== WHAT IS NEEDED ==
Count the lines in the entries below: how many contain the word "rear"? Reply with the number alone.

== RECORDED DATA ==
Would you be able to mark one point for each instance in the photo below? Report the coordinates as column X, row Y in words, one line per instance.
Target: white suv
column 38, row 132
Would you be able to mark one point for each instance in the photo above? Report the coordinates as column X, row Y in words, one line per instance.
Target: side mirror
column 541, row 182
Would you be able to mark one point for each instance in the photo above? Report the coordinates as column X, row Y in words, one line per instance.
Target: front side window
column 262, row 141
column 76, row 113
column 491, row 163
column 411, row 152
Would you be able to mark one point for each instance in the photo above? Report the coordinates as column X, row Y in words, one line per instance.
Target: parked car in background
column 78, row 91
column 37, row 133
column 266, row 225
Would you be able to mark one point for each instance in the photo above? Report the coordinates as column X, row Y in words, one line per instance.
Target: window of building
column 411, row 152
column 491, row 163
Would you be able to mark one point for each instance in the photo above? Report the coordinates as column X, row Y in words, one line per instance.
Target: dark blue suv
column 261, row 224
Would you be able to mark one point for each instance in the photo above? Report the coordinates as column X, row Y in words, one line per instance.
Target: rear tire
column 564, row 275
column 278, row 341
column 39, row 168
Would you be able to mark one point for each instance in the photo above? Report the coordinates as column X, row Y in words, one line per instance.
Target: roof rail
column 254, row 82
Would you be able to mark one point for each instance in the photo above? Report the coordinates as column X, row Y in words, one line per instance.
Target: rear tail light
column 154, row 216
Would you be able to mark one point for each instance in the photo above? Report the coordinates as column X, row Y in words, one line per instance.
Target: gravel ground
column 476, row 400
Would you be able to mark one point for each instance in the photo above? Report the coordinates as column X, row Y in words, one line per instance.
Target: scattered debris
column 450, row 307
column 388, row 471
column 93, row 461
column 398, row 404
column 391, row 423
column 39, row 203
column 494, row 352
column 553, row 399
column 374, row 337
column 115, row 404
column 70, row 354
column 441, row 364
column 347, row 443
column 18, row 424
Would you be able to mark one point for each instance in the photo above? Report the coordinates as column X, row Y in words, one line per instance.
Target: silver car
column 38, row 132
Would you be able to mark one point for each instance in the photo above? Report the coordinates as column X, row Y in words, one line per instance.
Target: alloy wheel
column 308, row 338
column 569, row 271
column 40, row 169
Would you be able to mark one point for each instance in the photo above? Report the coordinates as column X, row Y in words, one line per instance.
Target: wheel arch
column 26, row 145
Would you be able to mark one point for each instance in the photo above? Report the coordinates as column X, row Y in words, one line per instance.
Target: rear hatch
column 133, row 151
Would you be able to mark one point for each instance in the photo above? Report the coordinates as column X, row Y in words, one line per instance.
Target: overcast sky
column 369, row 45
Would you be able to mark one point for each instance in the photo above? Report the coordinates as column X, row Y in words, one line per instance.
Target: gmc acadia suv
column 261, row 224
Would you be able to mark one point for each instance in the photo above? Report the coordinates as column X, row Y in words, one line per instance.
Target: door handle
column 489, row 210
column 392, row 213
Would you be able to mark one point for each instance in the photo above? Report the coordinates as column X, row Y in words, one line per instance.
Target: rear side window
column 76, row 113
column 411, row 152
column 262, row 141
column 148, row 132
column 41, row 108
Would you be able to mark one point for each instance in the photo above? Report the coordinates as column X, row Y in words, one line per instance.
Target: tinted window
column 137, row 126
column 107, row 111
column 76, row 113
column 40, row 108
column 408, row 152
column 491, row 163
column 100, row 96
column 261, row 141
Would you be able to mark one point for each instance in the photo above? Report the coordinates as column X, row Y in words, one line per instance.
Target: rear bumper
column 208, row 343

...

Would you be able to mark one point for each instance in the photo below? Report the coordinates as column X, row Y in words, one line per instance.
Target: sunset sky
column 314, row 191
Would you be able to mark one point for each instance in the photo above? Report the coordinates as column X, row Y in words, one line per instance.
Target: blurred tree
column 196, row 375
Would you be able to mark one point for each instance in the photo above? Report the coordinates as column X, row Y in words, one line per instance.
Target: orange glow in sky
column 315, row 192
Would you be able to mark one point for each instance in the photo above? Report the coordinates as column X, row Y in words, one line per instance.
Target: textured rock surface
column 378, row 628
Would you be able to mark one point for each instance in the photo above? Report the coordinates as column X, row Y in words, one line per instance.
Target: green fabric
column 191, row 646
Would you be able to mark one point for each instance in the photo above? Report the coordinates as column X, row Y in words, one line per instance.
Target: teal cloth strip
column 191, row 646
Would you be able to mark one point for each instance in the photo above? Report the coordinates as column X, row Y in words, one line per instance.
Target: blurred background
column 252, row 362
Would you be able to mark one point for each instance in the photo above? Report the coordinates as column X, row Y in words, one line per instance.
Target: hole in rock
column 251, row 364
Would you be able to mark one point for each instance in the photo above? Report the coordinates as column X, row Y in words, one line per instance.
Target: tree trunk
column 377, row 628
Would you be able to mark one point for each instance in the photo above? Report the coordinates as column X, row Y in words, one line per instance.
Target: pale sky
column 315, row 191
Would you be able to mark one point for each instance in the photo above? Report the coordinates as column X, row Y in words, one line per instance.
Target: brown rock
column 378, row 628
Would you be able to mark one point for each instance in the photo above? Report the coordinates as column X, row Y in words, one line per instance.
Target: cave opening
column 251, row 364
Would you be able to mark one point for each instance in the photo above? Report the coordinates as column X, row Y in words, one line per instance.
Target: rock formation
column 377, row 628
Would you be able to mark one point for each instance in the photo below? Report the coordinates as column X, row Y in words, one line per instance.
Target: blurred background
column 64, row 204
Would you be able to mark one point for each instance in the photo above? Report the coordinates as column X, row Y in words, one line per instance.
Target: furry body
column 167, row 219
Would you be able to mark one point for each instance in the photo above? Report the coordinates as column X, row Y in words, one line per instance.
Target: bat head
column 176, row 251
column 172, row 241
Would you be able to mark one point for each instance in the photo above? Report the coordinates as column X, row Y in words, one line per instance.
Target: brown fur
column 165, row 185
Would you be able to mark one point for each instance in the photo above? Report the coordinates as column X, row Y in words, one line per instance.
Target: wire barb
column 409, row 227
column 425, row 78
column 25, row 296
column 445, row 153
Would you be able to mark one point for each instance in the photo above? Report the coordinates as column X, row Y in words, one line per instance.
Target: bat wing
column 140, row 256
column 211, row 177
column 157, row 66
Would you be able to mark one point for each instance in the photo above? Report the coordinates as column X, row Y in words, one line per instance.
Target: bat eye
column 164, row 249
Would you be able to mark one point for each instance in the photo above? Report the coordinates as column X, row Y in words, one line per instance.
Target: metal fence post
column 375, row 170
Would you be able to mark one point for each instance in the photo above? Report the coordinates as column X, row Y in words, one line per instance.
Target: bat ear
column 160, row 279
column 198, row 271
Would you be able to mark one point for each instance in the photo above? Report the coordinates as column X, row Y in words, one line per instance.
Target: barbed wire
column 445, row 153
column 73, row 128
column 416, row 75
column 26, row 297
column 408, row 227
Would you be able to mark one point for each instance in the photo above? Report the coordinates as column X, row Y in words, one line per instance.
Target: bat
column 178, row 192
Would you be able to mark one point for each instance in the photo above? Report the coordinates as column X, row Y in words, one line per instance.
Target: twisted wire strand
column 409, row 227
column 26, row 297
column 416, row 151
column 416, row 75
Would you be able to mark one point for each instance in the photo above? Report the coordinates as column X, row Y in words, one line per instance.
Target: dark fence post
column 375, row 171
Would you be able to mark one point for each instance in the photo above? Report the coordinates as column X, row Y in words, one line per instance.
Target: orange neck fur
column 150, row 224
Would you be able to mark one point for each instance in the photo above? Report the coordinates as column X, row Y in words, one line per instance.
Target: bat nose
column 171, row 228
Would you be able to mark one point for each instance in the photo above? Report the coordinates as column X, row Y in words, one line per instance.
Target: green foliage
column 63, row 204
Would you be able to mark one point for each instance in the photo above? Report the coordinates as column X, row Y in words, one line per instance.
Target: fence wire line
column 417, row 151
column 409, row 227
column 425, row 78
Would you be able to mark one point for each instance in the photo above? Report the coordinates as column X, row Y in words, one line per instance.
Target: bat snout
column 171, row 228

...

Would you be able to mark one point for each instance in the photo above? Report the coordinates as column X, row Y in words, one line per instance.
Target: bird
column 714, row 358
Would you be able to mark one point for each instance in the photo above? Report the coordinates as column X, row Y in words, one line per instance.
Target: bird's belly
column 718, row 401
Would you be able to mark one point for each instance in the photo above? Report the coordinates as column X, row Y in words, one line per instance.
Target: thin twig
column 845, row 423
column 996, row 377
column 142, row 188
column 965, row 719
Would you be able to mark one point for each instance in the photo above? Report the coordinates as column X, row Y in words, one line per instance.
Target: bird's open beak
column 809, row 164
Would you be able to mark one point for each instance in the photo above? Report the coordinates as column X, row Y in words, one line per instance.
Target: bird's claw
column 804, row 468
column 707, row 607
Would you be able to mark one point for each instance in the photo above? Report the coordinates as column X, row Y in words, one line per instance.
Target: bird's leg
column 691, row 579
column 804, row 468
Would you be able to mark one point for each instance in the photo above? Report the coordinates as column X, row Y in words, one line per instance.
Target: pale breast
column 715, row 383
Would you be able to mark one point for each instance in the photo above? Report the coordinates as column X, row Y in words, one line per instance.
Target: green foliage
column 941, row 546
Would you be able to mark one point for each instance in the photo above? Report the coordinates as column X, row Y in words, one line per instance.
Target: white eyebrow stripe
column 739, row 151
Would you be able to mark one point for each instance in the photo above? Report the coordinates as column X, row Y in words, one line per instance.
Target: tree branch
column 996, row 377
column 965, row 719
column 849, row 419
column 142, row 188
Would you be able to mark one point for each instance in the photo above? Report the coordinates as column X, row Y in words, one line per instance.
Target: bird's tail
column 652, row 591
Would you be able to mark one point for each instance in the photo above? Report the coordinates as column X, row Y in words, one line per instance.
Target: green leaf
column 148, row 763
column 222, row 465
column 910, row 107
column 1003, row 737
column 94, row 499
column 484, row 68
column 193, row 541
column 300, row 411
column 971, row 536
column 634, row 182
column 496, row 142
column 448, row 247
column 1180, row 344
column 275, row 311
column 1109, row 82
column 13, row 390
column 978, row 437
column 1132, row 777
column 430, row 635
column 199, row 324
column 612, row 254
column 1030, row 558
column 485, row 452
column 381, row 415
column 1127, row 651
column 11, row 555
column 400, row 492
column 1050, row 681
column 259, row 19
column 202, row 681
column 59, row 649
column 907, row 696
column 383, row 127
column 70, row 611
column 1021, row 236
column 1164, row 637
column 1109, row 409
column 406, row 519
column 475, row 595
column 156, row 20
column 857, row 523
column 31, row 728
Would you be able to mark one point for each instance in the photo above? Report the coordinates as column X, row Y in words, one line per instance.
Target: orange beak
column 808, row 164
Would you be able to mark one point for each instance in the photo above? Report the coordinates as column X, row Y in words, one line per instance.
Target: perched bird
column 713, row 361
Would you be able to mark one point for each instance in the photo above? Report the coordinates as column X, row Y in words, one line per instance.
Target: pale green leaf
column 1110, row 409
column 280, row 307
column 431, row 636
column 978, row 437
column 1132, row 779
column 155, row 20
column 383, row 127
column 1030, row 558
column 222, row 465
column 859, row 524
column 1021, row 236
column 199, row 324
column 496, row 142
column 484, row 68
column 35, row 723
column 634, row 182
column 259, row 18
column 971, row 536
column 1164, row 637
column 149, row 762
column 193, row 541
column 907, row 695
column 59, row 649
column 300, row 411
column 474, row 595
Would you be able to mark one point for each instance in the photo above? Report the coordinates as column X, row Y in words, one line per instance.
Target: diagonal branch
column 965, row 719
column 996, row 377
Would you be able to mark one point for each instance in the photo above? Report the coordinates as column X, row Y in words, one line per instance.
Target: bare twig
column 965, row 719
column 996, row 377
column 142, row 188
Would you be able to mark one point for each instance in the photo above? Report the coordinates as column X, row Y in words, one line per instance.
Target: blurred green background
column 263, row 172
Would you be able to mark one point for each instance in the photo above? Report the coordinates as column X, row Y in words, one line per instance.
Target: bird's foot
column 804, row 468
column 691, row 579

== TASK RESULT ==
5